%%

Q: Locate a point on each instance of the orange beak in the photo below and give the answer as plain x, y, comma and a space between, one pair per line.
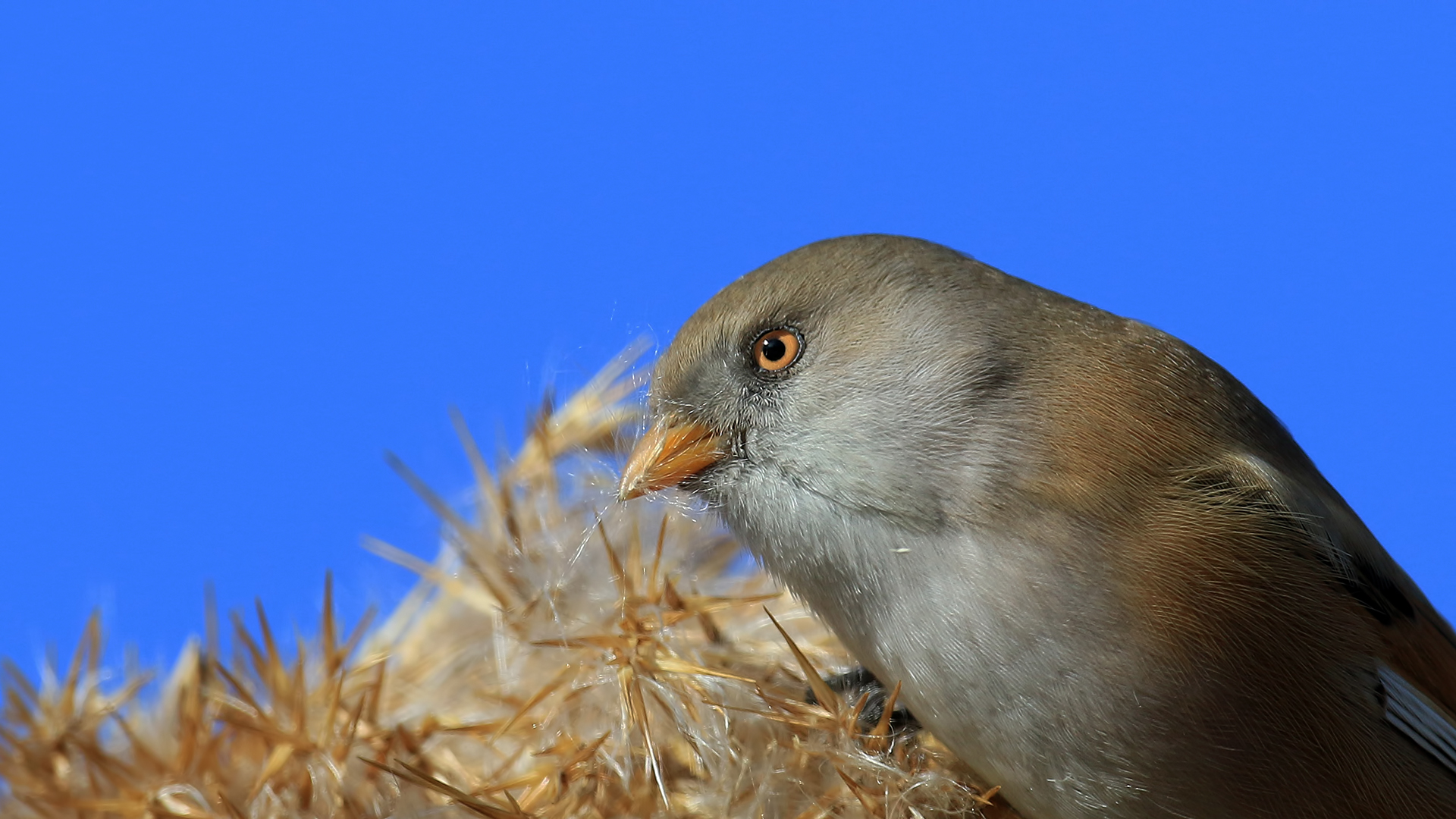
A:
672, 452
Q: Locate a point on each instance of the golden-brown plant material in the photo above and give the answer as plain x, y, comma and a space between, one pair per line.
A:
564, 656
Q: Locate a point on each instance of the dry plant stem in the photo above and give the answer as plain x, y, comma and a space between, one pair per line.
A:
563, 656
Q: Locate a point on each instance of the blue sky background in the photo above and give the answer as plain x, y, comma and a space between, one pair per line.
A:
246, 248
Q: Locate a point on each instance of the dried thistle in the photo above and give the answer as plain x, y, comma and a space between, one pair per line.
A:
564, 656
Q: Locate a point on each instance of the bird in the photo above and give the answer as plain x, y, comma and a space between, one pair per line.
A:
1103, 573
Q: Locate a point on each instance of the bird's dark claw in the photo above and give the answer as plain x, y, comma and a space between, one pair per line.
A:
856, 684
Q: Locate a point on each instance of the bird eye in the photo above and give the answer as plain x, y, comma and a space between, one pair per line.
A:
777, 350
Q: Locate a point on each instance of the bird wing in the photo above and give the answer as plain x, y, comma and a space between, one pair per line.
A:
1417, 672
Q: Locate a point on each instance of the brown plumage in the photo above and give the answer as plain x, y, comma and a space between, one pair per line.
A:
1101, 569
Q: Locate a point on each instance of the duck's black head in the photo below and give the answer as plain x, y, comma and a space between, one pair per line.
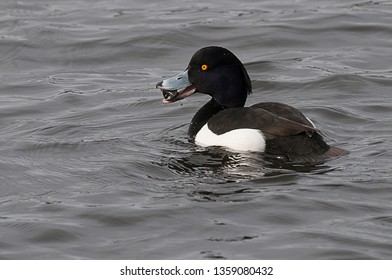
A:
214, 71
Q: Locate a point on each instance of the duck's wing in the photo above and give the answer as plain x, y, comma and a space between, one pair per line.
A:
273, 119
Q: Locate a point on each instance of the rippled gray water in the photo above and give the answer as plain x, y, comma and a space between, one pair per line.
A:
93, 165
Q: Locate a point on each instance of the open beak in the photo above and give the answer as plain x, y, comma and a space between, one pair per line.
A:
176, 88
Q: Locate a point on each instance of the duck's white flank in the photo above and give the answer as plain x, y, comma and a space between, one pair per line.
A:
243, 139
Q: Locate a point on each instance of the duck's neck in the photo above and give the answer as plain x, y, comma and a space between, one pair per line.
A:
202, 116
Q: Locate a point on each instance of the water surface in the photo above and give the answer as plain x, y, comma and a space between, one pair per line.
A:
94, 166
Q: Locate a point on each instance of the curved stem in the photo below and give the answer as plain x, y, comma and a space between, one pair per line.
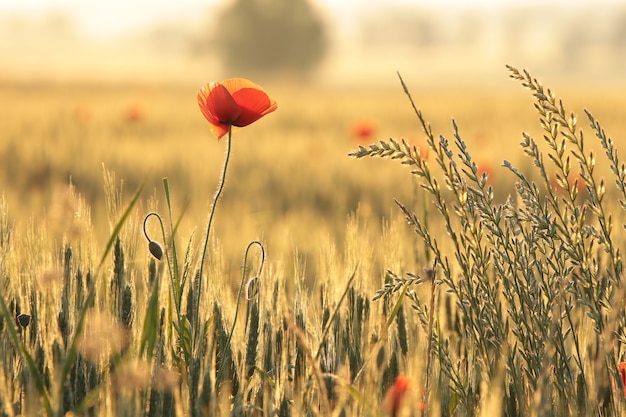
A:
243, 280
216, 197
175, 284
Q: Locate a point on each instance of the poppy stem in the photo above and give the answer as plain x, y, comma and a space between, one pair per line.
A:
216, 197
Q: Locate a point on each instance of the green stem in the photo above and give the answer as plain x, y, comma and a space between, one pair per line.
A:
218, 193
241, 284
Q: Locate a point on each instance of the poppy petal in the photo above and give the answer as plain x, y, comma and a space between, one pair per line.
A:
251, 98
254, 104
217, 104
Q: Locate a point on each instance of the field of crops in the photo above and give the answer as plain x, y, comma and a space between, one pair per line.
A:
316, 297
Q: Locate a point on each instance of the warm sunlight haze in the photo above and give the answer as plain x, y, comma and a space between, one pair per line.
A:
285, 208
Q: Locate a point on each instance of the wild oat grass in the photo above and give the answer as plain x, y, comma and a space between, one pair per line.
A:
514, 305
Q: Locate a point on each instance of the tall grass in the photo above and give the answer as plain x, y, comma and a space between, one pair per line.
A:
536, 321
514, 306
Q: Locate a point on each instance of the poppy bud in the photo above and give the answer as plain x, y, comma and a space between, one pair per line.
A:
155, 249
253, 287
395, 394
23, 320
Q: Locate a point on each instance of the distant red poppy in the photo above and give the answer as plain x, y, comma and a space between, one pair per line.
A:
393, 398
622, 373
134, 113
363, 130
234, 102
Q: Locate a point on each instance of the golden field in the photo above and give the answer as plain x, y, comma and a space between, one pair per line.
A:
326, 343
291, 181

%%
%%

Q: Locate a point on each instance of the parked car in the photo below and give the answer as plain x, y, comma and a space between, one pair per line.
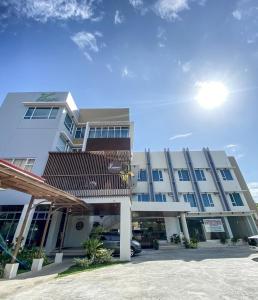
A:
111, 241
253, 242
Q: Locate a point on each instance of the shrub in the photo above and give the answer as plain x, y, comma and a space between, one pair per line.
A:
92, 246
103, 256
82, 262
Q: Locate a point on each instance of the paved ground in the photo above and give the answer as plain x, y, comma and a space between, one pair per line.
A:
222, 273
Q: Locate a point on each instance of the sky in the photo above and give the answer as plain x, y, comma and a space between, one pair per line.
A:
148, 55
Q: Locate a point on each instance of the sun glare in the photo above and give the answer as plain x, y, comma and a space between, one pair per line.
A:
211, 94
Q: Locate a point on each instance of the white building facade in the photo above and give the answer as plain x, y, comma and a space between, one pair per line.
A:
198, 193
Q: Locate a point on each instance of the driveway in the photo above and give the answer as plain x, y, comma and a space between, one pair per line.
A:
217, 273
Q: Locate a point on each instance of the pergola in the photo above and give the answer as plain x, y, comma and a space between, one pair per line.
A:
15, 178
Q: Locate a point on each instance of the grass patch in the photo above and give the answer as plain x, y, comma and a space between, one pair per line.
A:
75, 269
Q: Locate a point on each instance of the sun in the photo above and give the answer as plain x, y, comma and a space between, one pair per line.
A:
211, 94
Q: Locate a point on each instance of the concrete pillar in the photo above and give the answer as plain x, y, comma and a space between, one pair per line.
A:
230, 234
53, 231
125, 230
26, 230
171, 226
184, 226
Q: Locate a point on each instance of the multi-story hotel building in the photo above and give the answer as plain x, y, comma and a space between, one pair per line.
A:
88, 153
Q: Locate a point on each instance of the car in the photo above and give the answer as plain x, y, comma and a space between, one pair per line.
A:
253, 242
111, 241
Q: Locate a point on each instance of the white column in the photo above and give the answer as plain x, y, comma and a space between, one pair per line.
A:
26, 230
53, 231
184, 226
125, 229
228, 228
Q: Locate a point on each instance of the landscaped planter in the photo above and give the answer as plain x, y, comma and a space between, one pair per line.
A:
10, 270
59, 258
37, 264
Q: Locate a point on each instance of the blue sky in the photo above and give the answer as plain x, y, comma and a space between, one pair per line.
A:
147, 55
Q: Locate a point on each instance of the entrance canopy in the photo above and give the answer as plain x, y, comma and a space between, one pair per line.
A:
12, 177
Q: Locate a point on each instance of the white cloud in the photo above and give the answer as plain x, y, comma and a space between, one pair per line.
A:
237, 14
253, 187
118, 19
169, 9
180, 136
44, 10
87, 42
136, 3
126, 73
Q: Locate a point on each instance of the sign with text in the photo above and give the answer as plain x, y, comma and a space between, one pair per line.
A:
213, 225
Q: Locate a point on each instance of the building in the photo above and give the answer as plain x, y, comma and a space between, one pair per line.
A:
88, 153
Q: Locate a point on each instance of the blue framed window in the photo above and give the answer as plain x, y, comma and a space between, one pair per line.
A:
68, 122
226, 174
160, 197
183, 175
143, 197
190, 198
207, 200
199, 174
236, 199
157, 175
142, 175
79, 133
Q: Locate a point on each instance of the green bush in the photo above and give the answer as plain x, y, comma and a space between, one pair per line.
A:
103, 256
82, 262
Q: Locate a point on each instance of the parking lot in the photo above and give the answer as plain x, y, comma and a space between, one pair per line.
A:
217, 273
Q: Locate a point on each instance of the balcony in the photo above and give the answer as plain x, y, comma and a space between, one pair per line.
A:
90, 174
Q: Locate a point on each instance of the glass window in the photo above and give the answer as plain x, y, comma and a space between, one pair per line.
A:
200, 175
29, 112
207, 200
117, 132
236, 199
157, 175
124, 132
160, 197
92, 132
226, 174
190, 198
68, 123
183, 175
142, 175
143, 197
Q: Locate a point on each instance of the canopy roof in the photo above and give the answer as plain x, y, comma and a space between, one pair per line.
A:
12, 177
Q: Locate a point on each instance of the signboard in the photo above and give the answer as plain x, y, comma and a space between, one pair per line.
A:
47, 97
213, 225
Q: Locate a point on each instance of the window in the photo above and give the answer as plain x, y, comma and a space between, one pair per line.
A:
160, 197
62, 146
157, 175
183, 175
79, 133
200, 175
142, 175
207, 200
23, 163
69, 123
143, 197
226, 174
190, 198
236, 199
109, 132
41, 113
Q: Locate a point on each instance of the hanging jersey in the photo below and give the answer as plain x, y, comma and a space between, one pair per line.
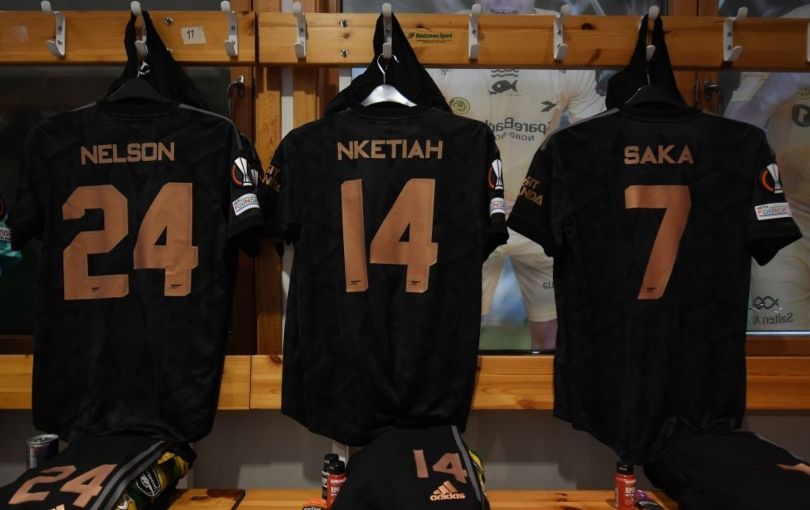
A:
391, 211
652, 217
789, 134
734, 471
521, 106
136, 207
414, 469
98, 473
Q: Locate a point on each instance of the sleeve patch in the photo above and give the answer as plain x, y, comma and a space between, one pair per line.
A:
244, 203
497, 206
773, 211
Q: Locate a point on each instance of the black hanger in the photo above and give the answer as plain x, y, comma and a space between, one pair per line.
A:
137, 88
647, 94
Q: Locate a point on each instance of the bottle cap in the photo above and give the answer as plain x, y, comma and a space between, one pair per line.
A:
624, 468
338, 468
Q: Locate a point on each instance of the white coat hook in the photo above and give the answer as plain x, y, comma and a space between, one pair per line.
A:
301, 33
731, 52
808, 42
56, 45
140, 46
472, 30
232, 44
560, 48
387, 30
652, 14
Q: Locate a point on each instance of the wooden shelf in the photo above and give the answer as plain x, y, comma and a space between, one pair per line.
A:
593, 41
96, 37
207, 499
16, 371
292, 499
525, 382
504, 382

%%
%%

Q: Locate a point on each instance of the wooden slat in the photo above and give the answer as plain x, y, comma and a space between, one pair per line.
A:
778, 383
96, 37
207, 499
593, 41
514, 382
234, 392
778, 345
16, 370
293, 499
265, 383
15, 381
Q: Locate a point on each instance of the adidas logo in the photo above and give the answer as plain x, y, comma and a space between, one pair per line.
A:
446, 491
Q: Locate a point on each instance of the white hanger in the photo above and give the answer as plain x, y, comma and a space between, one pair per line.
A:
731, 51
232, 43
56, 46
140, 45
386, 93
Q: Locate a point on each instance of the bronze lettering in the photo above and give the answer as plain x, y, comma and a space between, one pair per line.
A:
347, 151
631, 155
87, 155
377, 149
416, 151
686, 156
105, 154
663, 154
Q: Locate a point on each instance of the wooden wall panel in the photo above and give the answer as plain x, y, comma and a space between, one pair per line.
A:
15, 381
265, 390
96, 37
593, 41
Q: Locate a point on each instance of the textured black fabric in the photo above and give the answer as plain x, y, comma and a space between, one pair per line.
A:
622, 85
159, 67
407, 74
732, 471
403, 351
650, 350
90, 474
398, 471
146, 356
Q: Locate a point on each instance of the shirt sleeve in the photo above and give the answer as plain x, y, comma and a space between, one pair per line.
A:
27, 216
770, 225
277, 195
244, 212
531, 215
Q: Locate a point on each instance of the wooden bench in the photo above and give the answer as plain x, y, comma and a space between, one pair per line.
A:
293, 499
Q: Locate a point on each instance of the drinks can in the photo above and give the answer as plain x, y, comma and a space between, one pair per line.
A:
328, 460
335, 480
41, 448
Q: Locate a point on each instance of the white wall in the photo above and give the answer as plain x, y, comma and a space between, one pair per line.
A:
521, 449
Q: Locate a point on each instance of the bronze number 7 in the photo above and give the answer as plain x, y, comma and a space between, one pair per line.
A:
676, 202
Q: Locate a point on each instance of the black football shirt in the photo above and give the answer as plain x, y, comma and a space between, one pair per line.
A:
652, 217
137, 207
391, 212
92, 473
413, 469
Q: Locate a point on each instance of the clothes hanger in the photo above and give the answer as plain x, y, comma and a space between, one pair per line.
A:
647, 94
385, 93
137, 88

%%

- Consigne
Relevez chaque ligne des items qui contient le mot « wall », en tenant compte de la casse.

- Réponse complète
Q: Locate a point on each instance of the wooden wall panel in the photo above and give the answer as plain x, y, comma and a space between, one pair per line.
Q: Locate a point on each instance of the white wall in the photo above and give the answer as plain x, y, comma and a space between, one pair per line.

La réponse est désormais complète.